● **Collected data**:
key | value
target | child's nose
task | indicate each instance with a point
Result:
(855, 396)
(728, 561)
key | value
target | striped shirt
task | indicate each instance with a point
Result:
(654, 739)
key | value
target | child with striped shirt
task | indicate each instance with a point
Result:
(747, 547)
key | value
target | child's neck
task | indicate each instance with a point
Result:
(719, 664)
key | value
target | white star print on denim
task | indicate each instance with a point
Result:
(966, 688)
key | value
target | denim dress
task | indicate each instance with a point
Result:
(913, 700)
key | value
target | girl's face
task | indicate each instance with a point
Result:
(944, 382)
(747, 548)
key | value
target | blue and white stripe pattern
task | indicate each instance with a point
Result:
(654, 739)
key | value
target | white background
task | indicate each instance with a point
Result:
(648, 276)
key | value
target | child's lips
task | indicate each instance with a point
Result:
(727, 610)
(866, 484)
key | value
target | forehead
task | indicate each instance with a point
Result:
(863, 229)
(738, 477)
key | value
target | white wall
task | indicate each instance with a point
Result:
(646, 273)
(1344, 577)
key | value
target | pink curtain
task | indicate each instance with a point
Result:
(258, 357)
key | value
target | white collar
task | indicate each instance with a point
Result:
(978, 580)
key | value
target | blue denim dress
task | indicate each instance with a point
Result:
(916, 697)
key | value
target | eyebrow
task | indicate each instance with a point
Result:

● **Exercise brief**: Your answer should be only the number of lines in the records that hold the word "child".

● **Your solution**: 4